▸ **DATA FOR PROCESSING**:
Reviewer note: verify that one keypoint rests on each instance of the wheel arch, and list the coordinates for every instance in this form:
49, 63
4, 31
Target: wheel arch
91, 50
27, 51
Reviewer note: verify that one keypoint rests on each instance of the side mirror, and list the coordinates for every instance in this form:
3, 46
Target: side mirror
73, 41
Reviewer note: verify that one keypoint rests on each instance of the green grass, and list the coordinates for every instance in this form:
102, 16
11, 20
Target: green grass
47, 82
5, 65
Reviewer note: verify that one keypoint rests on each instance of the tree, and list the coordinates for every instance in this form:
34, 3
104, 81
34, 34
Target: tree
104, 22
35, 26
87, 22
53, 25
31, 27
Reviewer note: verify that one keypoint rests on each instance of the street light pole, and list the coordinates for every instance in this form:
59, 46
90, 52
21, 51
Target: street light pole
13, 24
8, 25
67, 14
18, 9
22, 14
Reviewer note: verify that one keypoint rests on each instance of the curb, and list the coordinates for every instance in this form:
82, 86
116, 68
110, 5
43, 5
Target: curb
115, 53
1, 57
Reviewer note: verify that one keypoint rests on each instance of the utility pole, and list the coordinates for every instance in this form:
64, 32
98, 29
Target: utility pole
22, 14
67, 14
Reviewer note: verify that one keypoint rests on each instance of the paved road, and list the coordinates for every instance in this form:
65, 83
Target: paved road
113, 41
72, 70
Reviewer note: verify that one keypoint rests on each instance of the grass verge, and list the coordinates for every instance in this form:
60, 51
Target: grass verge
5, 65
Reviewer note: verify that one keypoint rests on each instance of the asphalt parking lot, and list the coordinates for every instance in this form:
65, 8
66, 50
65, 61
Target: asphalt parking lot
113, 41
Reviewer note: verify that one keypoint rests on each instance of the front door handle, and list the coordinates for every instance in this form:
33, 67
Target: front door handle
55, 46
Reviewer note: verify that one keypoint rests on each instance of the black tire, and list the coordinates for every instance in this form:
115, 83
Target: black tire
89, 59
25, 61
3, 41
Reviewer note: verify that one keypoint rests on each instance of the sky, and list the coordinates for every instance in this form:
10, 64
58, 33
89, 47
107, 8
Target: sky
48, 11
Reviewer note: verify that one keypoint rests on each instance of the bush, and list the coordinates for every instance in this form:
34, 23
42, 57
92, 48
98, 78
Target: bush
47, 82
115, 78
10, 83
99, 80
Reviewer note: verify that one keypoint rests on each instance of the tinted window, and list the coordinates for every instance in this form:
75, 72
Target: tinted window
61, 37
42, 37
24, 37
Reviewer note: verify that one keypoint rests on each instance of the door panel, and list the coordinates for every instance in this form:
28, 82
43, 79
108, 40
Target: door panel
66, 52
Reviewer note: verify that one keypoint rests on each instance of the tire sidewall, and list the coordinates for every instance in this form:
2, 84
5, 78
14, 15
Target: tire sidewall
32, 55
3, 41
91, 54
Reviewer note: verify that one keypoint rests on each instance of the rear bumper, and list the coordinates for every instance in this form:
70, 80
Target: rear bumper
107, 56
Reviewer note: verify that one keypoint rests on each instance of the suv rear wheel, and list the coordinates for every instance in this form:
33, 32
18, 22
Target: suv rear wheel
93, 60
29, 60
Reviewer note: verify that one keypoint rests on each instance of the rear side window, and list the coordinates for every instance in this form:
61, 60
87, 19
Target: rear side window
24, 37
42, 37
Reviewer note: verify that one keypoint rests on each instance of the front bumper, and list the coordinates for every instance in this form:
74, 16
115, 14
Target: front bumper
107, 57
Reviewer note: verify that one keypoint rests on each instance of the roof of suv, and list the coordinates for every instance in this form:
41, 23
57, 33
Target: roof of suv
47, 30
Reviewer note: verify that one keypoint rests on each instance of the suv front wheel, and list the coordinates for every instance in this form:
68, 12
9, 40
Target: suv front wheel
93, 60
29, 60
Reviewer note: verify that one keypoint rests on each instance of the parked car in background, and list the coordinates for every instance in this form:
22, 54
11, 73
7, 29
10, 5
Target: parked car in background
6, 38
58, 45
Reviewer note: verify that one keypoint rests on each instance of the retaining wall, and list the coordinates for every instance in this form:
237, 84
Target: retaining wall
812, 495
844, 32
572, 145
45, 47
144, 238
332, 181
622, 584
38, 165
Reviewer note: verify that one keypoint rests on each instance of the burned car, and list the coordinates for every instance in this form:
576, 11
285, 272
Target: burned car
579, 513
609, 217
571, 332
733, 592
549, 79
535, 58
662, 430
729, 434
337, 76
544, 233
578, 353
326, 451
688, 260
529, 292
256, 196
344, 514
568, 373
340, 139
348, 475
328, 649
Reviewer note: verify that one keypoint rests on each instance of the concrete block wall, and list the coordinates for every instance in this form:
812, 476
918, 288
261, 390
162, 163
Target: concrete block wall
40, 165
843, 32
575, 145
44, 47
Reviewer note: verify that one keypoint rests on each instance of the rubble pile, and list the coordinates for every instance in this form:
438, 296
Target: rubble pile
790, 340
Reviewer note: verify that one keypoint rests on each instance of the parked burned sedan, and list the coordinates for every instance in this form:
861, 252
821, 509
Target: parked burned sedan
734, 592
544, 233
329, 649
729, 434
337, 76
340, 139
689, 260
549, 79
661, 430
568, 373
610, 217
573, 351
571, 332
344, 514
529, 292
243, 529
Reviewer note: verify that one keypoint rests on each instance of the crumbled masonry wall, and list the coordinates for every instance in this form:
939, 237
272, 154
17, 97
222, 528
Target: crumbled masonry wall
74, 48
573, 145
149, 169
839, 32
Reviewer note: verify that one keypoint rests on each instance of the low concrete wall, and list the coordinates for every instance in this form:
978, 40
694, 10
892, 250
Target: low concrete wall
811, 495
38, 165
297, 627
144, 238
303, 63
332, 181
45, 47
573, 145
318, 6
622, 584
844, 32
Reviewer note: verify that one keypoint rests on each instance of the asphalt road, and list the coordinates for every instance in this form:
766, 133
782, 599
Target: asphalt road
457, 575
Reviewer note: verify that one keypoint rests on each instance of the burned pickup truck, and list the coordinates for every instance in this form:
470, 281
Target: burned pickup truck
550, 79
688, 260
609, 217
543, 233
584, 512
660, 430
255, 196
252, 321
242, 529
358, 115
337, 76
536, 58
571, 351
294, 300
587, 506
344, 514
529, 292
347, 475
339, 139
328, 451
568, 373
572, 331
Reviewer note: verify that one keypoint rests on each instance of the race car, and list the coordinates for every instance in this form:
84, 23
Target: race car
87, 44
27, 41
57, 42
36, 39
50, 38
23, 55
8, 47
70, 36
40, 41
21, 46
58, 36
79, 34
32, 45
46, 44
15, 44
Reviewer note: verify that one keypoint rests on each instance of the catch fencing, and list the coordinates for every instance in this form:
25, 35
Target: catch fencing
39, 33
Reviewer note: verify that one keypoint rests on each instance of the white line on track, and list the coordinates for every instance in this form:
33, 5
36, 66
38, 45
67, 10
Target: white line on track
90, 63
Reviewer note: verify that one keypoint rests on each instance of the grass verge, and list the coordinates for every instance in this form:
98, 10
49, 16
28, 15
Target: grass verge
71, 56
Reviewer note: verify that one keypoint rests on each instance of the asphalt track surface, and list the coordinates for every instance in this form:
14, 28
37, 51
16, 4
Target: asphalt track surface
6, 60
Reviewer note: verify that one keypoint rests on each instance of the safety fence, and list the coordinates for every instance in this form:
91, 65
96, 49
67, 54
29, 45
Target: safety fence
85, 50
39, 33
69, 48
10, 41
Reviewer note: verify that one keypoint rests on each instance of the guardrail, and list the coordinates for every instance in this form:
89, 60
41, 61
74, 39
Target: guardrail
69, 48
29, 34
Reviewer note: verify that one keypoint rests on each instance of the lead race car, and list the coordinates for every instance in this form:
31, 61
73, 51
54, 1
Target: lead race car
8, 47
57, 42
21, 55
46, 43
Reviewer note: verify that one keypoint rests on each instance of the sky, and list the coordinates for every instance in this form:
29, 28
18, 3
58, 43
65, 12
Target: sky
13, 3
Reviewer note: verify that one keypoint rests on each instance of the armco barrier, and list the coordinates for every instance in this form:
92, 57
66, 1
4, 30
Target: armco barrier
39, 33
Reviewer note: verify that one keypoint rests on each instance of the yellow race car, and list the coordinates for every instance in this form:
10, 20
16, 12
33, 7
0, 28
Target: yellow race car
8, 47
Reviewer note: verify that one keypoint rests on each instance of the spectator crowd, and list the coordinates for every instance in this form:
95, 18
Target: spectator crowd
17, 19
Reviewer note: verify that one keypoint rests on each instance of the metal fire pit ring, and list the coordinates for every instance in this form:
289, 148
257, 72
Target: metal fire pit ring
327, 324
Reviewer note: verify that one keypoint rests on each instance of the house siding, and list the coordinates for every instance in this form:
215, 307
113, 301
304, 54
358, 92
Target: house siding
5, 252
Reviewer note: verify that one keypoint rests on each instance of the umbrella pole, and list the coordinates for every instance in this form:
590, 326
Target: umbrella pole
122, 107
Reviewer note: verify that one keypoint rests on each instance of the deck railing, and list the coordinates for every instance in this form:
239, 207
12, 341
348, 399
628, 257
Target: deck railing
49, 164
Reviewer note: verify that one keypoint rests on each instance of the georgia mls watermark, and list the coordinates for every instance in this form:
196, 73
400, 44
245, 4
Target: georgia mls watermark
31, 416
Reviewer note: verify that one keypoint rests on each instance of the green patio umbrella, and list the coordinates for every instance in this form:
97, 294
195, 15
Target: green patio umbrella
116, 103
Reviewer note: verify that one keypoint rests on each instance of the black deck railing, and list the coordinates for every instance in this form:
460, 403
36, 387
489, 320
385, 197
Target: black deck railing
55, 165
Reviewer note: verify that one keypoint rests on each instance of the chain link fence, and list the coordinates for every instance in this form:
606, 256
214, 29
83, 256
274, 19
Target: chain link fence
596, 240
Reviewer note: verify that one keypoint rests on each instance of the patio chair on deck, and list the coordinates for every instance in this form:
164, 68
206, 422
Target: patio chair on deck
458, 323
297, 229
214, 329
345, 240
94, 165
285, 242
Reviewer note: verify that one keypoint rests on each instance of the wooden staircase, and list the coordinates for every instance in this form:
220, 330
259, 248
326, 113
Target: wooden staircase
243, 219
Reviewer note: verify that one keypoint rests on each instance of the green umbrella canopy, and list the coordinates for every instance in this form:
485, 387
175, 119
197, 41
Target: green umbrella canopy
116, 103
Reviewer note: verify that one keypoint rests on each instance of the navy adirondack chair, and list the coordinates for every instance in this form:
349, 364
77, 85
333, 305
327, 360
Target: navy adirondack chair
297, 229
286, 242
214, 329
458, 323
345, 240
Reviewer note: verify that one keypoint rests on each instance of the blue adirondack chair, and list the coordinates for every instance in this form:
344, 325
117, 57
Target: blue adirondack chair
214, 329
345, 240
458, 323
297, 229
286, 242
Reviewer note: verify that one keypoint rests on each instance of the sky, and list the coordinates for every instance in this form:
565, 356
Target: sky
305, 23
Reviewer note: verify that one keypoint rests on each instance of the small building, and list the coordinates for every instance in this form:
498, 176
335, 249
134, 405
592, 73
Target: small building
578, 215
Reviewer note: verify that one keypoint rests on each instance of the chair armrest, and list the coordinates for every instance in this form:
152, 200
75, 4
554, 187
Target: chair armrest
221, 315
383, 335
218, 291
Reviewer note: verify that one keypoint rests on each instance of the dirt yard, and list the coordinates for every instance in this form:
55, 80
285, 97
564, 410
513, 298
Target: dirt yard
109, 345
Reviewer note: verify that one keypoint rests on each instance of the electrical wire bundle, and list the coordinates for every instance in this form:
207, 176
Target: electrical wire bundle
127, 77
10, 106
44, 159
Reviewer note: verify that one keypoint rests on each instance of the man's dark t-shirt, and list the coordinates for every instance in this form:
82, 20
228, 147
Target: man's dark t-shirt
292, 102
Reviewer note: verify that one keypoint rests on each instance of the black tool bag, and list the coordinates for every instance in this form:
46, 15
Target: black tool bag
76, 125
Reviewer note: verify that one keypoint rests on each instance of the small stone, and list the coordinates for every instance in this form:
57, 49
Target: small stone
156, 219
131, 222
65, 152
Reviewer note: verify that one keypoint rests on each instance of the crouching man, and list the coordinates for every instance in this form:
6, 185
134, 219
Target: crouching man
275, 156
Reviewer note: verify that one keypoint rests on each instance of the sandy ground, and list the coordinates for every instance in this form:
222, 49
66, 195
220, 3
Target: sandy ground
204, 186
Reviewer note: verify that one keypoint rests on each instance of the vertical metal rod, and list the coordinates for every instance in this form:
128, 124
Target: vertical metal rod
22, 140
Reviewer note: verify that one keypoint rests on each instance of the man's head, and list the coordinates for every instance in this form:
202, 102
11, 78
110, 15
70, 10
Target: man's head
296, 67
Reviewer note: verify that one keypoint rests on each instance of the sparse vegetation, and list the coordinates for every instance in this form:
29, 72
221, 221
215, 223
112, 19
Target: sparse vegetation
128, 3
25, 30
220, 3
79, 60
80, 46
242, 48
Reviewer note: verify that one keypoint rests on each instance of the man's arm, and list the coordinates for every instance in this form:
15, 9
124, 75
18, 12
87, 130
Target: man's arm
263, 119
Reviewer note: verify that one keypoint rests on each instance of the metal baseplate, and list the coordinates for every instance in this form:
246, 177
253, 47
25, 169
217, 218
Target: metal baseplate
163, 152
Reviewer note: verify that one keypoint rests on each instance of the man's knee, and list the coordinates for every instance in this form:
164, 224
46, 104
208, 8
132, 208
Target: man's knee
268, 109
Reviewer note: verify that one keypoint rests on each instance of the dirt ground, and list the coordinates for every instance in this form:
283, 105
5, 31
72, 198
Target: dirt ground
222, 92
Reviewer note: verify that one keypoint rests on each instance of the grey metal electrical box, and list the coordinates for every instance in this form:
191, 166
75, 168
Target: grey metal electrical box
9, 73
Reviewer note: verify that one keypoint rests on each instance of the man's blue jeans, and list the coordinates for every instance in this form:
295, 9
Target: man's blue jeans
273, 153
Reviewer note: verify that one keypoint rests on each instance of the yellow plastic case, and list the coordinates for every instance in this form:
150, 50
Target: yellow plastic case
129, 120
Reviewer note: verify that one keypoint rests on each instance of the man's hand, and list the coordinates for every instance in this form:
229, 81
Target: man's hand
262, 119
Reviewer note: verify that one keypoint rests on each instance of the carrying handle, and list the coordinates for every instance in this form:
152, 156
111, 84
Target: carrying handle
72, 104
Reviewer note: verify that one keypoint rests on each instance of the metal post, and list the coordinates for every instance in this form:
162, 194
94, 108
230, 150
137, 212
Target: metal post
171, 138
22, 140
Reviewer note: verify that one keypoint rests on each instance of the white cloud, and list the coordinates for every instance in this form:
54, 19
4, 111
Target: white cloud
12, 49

▸ **WHAT YOU WILL DO**: Quote the lines of the listing above that run from the line with "the man's blue" through its last line, both included, and nothing else.

▸ **TASK OUTPUT**:
Reviewer note: verify that one keypoint rests on each instance of the man's blue jeans, and list the coordinates for every instance in this form:
295, 9
Target: man's blue jeans
273, 153
Reviewer note: verify that one keypoint rests on each instance of the yellow plastic case, and list the coordinates for every instance in this form:
150, 50
Target: yellow plastic case
129, 120
Reviewer note: verify that one keypoint rests on each instance of the man's hand, and list the coordinates for every instance in this form:
229, 81
Target: man's hand
262, 119
Reviewer note: verify that one keypoint rests on each instance of the carrying handle, and list the coordinates for every instance in this form:
152, 156
111, 84
Target: carrying handle
72, 104
Reviewer note: verify that one keypoint rests on each instance of the metal post, and list the coordinates for every instance in this form:
162, 194
94, 108
230, 150
137, 212
Target: metal post
171, 138
22, 140
Reviewer note: verify that one keypoint rests on each instance of the white cloud, and list the coordinates for every instance in this form:
54, 19
4, 111
Target: white cloud
12, 49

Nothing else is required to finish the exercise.